Entries on locating named items:
##########

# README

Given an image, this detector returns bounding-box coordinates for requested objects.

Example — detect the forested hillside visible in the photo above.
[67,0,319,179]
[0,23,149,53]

##########

- **Exercise goal**: Rewrite the listing with "forested hillside" renamed to "wooded slope" and nothing else altered.

- **Reply to the task**:
# README

Given an image, this detector returns bounding-box coordinates for requested objects.

Example — detect the wooded slope visible in the photo above.
[67,0,319,179]
[0,23,149,53]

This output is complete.